◆ **INPUT FOR THIS TASK**
+ + + + +

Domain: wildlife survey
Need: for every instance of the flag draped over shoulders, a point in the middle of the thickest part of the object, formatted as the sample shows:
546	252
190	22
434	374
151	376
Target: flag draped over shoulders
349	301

+ + + + +

◆ **EXERCISE INSTRUCTIONS**
Write out every line of the records above, changing nothing.

◆ **OUTPUT BELOW**
Domain: wildlife survey
Need: for every instance of the flag draped over shoulders, a point in the middle of the thickest part of the object, formatted as the sample shows:
546	252
190	22
434	374
151	376
Target: flag draped over shoulders
349	301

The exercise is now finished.